Task to complete:
Reproduce everything from the start of the listing down to the line containing "[340,451,358,614]", changing "black dress shoe" to "black leather shoe" and leaving every other line as it is. Omit the pictures from your output.

Task inputs:

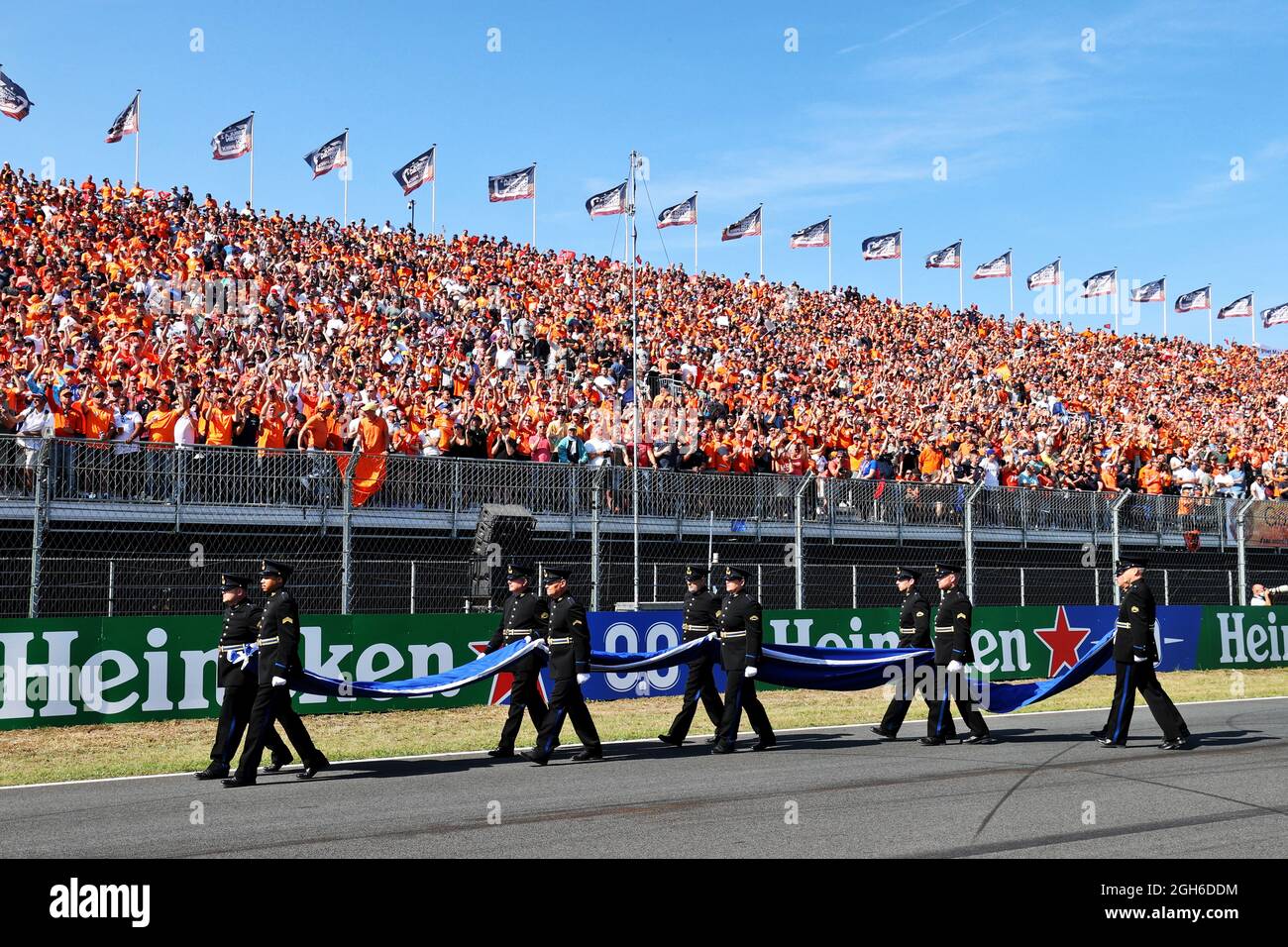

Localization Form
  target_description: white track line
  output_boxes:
[0,694,1288,792]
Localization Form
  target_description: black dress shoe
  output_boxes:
[295,754,331,780]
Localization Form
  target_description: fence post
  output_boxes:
[962,480,984,601]
[793,471,814,609]
[1234,500,1252,605]
[1109,489,1130,605]
[27,438,49,618]
[340,451,358,614]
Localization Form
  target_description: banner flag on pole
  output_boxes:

Answer to the exercise:
Localization Form
  target_description: white track line
  output_boxes:
[0,694,1288,792]
Localization Form
  target_description: black leather shoe
  output_boxes:
[295,754,331,780]
Localization Form
  target_description: fence post
  output_boxes:
[962,480,984,601]
[793,471,814,609]
[1234,500,1252,605]
[1109,489,1130,605]
[27,438,49,618]
[340,451,358,614]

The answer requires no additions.